Items listed in a dataset
Segment Open

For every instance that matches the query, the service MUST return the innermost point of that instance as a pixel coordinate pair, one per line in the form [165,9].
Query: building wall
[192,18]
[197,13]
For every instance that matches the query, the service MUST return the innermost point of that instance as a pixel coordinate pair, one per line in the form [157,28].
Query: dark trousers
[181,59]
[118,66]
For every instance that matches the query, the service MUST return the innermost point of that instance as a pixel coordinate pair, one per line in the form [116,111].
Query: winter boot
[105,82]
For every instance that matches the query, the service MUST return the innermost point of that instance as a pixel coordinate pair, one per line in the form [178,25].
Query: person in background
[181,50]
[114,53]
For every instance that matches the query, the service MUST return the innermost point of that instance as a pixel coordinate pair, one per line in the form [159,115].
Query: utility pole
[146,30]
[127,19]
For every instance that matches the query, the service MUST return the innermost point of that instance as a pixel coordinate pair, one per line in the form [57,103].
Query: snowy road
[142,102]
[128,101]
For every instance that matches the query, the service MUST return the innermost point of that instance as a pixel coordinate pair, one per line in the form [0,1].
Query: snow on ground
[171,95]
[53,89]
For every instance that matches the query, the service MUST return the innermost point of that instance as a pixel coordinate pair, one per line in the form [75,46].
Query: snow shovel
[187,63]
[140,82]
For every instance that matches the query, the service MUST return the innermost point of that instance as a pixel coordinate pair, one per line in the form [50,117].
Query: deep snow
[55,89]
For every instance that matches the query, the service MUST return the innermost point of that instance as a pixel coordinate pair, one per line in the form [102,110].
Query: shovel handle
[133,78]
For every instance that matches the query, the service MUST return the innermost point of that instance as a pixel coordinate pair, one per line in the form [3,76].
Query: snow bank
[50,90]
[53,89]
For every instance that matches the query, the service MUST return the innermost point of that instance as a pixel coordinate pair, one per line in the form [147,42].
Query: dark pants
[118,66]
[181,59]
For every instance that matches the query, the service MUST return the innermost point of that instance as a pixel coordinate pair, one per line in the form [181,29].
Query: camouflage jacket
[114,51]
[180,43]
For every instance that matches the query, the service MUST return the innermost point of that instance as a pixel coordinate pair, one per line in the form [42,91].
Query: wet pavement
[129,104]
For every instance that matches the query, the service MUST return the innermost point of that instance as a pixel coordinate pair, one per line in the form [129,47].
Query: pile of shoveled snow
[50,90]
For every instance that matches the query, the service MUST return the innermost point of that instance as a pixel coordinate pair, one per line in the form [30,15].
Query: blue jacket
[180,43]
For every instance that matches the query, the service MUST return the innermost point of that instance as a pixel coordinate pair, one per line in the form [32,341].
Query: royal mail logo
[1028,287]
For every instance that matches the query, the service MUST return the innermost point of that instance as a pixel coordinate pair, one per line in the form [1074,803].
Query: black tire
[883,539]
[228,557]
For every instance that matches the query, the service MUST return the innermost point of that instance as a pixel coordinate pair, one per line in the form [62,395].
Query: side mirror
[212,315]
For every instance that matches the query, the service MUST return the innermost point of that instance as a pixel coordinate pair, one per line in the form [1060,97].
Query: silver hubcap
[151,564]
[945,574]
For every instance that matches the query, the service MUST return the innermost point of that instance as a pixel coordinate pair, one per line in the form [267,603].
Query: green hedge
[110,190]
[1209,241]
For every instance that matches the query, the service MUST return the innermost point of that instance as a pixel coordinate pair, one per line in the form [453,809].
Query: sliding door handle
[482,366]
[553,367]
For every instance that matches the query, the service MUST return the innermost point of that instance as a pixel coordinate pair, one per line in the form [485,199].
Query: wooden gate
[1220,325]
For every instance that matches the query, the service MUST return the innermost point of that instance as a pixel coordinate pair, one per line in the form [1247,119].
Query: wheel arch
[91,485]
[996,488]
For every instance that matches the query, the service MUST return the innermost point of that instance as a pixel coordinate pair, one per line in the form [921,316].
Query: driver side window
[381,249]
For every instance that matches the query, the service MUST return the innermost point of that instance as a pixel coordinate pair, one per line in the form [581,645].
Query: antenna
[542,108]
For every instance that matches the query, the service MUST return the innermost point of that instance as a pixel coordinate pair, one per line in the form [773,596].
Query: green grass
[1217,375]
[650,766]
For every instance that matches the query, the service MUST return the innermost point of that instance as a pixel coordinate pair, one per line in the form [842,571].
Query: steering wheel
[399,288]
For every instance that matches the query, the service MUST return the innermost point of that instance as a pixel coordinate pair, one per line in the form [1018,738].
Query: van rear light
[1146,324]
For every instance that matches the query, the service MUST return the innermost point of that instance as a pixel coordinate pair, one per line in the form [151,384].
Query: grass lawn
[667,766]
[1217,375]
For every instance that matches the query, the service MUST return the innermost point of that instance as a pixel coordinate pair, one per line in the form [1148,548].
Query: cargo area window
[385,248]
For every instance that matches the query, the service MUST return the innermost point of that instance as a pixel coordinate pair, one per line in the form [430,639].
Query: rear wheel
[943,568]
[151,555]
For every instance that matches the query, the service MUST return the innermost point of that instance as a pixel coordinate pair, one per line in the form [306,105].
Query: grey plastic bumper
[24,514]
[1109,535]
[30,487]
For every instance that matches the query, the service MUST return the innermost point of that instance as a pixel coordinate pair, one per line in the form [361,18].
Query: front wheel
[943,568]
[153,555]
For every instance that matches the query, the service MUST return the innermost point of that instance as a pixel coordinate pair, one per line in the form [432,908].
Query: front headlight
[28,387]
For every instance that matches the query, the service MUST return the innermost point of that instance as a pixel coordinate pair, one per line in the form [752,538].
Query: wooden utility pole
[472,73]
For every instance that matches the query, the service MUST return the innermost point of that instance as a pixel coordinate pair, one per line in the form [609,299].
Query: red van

Segment Closed

■ Problem requirements
What you give back should be only the lines of the records above, starting at the line with "Query: snowy road" and ending at the line with "the form [102,110].", restated word for word.

■ Task answer
Query: snowy road
[142,102]
[128,101]
For every instance that matches the query, the service MUST return the innermost point of that instance as a pixel coordinate pair, one per line in the form [0,1].
Query: snow on ground
[171,95]
[53,89]
For every instance that matches the query, the service MUST return the innermost point of that instance as a pixel coordinate pair, one per line in the form [75,46].
Query: snow shovel
[187,63]
[140,82]
For every instance that matches the query, the service MUST return the innermost point of that instance as a pixel coordinate pair, one per line in the form [50,117].
Query: deep snow
[55,89]
For every instance that matches the query, the service MUST return the innermost point of that instance as a pixel coordinate pair, one per line in the form [102,110].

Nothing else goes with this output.